> Exercise prompt: Each entry must appear again exactly as it does in the source.
** Start Information provided **
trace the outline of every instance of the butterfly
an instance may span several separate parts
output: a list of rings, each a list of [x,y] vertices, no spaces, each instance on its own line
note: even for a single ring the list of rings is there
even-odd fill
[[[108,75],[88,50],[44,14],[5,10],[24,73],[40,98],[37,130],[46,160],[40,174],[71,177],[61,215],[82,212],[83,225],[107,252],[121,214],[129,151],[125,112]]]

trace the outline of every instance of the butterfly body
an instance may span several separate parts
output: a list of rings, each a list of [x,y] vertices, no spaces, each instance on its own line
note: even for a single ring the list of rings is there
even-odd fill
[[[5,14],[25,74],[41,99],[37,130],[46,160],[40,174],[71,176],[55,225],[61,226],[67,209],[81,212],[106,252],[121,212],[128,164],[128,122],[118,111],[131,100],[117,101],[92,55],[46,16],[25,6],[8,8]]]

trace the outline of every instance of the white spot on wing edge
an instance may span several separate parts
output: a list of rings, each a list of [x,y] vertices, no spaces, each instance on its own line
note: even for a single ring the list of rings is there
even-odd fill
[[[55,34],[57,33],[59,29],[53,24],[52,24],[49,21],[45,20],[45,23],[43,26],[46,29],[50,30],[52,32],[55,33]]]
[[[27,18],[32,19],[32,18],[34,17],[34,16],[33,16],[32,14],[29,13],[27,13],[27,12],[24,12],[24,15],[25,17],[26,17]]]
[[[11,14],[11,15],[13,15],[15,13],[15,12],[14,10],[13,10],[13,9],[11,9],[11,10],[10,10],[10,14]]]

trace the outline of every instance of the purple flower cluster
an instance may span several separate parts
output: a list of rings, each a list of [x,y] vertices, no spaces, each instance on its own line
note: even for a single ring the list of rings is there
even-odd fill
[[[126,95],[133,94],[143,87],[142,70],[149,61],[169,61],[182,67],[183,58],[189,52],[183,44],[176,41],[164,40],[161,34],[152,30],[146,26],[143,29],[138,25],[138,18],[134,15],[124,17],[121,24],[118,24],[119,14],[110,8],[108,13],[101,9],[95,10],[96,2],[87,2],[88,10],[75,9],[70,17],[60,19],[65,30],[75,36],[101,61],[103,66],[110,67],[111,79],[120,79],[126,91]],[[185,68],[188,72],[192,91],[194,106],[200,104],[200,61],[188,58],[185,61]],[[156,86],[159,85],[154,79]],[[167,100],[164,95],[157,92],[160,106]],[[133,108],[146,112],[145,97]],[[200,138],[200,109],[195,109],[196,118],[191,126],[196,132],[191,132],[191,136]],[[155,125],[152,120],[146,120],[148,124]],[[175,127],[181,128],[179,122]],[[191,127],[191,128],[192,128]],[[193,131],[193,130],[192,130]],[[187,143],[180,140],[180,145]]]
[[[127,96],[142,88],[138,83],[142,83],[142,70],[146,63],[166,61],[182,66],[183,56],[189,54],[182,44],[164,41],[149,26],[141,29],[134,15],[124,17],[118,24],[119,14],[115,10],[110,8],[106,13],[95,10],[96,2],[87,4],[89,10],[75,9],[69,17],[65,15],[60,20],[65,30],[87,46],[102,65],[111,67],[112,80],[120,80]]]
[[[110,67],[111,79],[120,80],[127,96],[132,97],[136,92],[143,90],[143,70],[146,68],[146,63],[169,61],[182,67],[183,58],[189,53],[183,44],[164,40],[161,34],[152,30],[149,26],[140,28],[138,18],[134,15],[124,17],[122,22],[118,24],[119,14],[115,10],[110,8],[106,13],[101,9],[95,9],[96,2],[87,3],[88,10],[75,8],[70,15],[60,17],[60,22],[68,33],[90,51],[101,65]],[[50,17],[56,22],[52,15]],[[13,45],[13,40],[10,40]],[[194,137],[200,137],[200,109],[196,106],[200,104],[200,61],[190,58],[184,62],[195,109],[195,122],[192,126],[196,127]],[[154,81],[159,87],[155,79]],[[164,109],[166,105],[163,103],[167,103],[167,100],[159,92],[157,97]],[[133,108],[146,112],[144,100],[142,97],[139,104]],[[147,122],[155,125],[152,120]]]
** End Information provided **
> Answer for the task:
trace the outline of every instance of the butterfly
an instance may span several separate parts
output: a list of rings, each a list of [x,y] vertices, no spaces, each instance on its own line
note: even for a single ring the list of rings is there
even-odd fill
[[[108,75],[88,50],[44,14],[5,10],[24,73],[40,98],[37,130],[46,160],[40,174],[71,177],[61,215],[82,212],[83,225],[107,252],[121,214],[129,151],[125,112]]]

trace the outline of every instance of the butterfly body
an instance may span several separate parts
output: a list of rings, each a list of [x,y] vertices, no spaces, each instance on its own line
note: even for a single ring the list of rings is there
even-odd fill
[[[5,14],[25,74],[41,99],[37,130],[46,160],[40,174],[71,176],[55,225],[61,226],[67,209],[81,212],[106,252],[121,212],[128,164],[128,122],[118,111],[131,100],[117,101],[92,55],[46,16],[25,6],[8,8]]]

trace the outline of every instance of the white spot on wing edge
an instance may span several separate parts
output: a list of rings, each a list of [x,y] vertices, no spaces, each instance on its own line
note: even for a single ring the list of rings is there
even-odd fill
[[[55,34],[57,33],[59,29],[53,24],[52,24],[49,21],[45,20],[45,23],[43,26],[46,29],[50,30],[52,32],[55,33]]]
[[[27,18],[32,19],[32,18],[34,17],[34,16],[33,16],[32,14],[29,13],[27,13],[27,12],[24,12],[24,15],[25,17],[26,17]]]
[[[11,14],[11,15],[13,15],[15,13],[15,12],[14,10],[13,10],[13,9],[11,9],[11,10],[10,10],[10,14]]]

trace the outline of every instance of the purple flower cluster
an instance may span several separate parts
output: a list of rings, each a list of [x,y] vertices, no spaces, each instance on its own line
note: even for a single ring the list of rings is there
even-odd fill
[[[126,95],[133,94],[143,87],[142,70],[149,61],[169,61],[182,67],[183,58],[189,52],[183,44],[176,41],[164,40],[161,34],[152,30],[146,26],[143,29],[138,25],[138,18],[134,15],[124,17],[121,24],[118,24],[119,14],[110,8],[108,13],[101,9],[95,10],[96,2],[87,2],[88,10],[75,9],[70,17],[60,19],[65,30],[75,36],[101,61],[103,66],[110,67],[111,79],[120,79],[126,91]],[[185,68],[188,72],[192,91],[194,106],[200,104],[200,61],[188,58],[185,61]],[[156,86],[159,85],[154,79]],[[167,100],[164,95],[157,92],[160,106]],[[133,108],[146,112],[145,97]],[[200,138],[200,109],[195,109],[196,118],[191,126],[196,132],[191,132],[191,136]],[[155,125],[152,120],[146,120],[148,124]],[[175,127],[181,128],[179,122]],[[191,127],[191,128],[192,128]],[[193,131],[193,130],[192,130]],[[187,143],[180,140],[180,145]]]
[[[127,96],[142,88],[138,83],[142,83],[142,70],[146,63],[166,61],[182,66],[183,56],[189,54],[182,44],[164,41],[149,26],[141,29],[134,15],[124,17],[118,24],[119,14],[115,10],[110,8],[106,13],[95,10],[96,2],[87,4],[89,10],[75,9],[69,17],[65,15],[60,20],[65,30],[87,46],[102,65],[111,67],[112,80],[120,80]]]
[[[110,67],[111,79],[120,80],[127,96],[132,97],[136,92],[143,90],[143,70],[146,68],[146,63],[169,61],[182,67],[183,58],[189,53],[183,44],[164,40],[161,34],[152,30],[149,26],[140,28],[138,18],[134,15],[124,17],[122,22],[118,24],[119,14],[115,10],[110,8],[106,13],[101,9],[95,9],[96,2],[87,3],[88,10],[75,8],[70,15],[60,17],[60,22],[68,33],[90,51],[101,65]],[[50,17],[56,22],[52,15]],[[13,45],[13,40],[10,40]],[[194,137],[200,137],[200,109],[196,106],[200,104],[200,61],[190,58],[184,62],[195,109],[195,122],[192,126],[196,127]],[[154,81],[159,87],[155,79]],[[164,109],[166,105],[163,103],[167,103],[167,100],[159,92],[157,97]],[[133,108],[146,112],[144,100],[142,97],[139,104]],[[147,122],[155,125],[152,120]]]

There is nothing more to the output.